▶ **Problem**
Show the lines below where "patch" occurs.

____

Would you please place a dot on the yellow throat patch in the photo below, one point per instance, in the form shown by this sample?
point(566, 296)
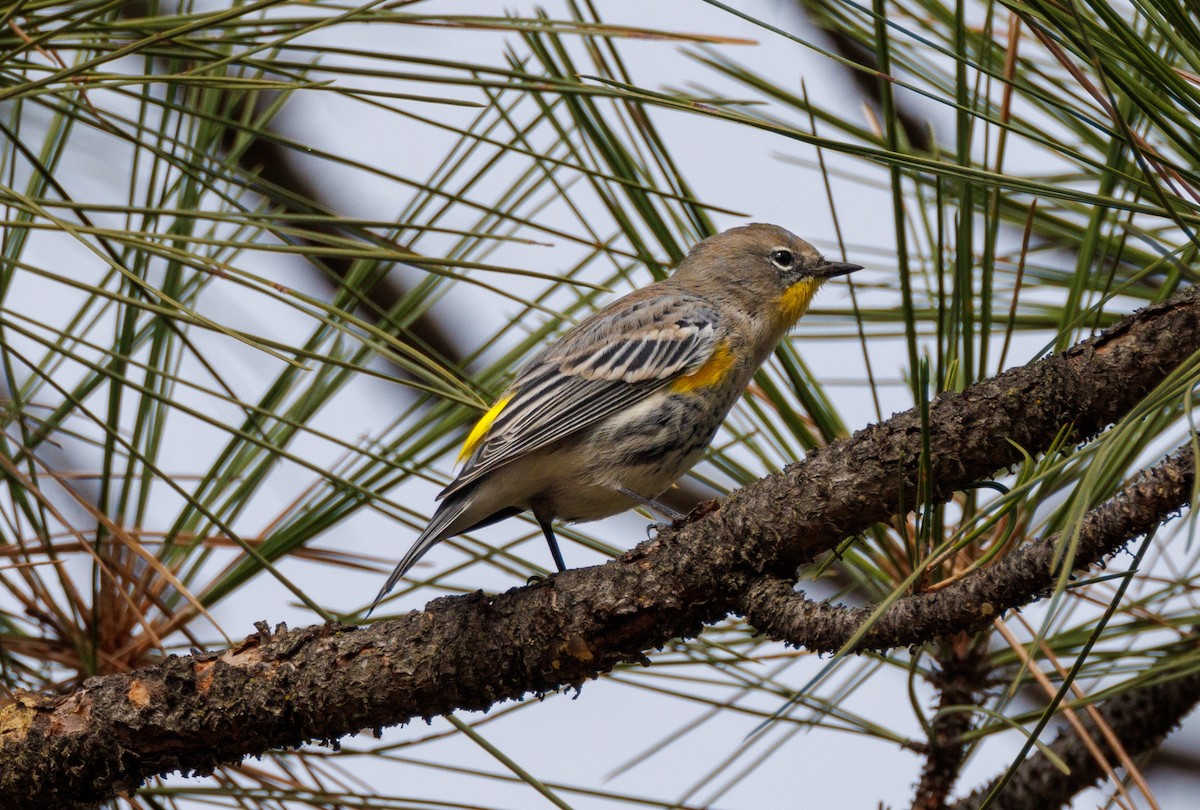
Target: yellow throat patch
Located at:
point(480, 429)
point(796, 299)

____

▶ **Answer box**
Would you please place a dot on the yellow throat patch in the photo below, one point per instance, in the form shown by this sample?
Target: yellow throat patch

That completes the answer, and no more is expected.